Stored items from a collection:
* start *

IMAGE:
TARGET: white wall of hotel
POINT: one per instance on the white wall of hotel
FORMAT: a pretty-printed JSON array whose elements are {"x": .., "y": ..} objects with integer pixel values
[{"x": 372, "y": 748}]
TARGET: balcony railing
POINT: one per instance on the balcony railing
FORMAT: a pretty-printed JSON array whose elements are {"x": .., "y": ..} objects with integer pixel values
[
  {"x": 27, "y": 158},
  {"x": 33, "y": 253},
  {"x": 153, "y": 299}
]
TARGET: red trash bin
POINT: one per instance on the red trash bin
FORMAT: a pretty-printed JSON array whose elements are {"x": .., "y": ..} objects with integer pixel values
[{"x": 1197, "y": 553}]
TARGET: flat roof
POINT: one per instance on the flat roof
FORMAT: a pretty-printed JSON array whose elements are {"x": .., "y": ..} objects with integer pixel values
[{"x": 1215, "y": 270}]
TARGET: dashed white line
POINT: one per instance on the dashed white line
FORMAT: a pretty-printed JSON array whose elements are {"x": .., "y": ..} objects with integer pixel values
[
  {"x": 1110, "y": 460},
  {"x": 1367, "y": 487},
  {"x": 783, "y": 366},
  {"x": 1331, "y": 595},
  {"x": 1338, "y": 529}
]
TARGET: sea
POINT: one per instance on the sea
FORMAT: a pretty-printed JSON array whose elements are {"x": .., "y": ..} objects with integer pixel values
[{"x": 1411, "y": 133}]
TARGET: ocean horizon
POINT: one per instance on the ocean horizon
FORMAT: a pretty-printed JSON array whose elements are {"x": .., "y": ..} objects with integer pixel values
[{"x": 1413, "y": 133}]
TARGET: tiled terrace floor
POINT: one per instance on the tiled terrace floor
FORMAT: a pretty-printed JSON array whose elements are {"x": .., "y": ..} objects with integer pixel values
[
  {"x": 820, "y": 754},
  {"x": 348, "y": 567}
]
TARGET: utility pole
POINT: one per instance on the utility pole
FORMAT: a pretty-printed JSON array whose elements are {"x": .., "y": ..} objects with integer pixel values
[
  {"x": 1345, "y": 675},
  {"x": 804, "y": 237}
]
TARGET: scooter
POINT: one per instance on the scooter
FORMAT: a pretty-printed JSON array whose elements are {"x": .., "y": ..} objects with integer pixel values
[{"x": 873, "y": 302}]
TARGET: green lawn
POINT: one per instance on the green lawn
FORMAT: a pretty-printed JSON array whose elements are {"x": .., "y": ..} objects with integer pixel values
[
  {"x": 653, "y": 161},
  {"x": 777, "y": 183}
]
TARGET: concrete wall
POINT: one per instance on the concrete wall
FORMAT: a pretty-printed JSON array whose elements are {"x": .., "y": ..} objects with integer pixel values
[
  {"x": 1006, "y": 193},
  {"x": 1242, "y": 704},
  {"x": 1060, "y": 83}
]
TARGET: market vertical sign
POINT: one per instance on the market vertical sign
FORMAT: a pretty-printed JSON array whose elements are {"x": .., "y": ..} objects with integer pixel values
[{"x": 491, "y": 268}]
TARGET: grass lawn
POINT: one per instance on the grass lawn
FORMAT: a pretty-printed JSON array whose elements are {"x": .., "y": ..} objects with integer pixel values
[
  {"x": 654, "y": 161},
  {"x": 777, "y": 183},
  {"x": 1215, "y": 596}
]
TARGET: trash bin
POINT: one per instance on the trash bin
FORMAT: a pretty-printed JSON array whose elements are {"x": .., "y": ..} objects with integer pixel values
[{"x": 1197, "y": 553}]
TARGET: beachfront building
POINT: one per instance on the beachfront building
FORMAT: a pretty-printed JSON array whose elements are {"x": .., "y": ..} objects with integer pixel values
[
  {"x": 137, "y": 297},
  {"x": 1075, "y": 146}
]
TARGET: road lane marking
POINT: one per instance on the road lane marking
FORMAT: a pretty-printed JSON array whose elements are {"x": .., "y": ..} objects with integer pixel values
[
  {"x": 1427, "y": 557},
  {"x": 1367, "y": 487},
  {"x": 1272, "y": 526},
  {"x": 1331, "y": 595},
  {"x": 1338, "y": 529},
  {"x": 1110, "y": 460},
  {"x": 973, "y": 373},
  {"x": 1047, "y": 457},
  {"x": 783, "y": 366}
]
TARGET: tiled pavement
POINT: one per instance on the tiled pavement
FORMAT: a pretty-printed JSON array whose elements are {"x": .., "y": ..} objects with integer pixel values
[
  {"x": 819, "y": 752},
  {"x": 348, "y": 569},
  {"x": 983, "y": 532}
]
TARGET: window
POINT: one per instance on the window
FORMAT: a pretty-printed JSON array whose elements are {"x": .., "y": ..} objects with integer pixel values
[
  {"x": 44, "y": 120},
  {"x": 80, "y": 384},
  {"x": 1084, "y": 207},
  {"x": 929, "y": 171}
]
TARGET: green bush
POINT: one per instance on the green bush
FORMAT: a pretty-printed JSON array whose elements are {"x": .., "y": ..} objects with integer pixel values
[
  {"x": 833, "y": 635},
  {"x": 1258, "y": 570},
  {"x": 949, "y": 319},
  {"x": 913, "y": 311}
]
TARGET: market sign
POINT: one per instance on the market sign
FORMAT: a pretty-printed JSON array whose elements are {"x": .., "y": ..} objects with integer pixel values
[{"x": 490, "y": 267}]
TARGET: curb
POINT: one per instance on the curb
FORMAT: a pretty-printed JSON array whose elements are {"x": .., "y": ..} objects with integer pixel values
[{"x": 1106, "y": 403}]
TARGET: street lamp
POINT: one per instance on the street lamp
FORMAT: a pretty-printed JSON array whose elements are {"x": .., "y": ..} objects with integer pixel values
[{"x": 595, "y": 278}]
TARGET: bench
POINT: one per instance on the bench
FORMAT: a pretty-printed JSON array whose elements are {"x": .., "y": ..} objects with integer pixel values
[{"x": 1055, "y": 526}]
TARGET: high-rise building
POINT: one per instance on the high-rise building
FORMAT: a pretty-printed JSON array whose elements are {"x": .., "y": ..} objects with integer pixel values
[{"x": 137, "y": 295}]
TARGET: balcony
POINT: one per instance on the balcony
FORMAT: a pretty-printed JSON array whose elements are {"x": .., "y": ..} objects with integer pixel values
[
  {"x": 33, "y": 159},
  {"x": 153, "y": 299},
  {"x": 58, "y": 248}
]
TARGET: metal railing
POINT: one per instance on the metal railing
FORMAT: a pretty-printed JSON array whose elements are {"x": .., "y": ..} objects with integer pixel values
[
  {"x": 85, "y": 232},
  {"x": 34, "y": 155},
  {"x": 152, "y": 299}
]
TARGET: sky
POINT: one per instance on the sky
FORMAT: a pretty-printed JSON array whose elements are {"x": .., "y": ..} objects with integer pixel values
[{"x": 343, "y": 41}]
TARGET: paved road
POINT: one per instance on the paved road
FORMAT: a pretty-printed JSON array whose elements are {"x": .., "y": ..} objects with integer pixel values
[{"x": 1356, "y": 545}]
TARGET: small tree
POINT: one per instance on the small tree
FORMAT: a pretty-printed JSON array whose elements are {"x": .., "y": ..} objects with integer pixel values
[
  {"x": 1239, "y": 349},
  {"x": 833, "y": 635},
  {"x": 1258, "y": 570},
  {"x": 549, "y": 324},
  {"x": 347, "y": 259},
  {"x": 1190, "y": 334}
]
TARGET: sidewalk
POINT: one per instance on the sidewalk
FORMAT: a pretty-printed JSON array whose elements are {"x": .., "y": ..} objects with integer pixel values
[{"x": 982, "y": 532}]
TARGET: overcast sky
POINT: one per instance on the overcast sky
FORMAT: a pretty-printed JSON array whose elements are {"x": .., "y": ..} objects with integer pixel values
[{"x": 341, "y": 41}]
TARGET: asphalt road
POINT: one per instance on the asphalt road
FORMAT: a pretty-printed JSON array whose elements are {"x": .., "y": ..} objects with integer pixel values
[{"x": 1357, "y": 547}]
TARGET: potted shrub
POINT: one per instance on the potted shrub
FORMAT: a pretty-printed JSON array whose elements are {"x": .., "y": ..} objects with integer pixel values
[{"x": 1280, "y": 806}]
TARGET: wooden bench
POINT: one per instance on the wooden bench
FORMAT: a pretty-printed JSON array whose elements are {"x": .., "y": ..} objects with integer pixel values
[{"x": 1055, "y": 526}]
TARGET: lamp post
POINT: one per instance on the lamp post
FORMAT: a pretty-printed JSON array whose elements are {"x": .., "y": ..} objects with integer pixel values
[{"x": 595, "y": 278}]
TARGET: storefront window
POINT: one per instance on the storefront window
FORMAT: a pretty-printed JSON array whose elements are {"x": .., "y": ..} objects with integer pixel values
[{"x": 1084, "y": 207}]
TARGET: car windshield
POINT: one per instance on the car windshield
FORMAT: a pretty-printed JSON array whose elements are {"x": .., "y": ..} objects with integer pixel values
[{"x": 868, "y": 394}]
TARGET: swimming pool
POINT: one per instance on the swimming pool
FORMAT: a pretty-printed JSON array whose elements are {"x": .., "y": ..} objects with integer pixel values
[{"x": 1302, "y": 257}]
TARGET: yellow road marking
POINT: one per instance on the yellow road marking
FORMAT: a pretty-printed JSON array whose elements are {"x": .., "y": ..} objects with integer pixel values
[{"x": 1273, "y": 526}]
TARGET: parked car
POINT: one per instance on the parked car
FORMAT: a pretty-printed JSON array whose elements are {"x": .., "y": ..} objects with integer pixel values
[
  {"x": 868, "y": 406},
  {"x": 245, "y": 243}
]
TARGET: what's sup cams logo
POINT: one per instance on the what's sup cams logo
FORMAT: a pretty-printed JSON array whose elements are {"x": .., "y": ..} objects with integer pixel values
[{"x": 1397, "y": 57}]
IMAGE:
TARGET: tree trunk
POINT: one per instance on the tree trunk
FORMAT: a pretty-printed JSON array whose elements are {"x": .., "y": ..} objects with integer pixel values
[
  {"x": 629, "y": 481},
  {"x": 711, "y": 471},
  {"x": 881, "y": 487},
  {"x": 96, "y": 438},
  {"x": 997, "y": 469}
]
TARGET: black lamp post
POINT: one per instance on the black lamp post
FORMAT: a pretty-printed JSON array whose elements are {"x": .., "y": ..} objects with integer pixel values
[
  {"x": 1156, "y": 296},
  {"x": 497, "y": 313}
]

* end *

Work instructions | Reproduce exactly the line containing "TARGET: yellow road marking" and every line after it through the end of the records above, and nothing else.

The reply |
TARGET: yellow road marking
POINT: one per instance on the yellow road marking
FORMAT: a pretty-printed JSON array whose elements are {"x": .., "y": ..} objects with integer pixel values
[{"x": 1273, "y": 526}]
TARGET: parked car
POINT: one per instance on the parked car
FORMAT: a pretty-printed JSON array whose elements are {"x": .., "y": ..} objects with integer pixel values
[
  {"x": 868, "y": 406},
  {"x": 245, "y": 243}
]
TARGET: what's sup cams logo
POINT: one per instance on the what's sup cams logo
FORMAT: a pretty-printed JSON array whose elements are {"x": .., "y": ..} objects with integer pixel values
[{"x": 1397, "y": 57}]
IMAGE:
TARGET: tree trunk
POINT: one per instance on the tree trunk
FORMAT: a pretty-printed JSON array whose elements are {"x": .., "y": ..} objects with integer pixel values
[
  {"x": 629, "y": 481},
  {"x": 711, "y": 471},
  {"x": 881, "y": 487},
  {"x": 96, "y": 438},
  {"x": 997, "y": 469}
]
TARGET: black lamp post
POINT: one per instance on the black lamp post
FORMAT: a pretty-printed JSON array whose elements are {"x": .., "y": ..} objects with integer pixel values
[
  {"x": 1156, "y": 296},
  {"x": 497, "y": 313}
]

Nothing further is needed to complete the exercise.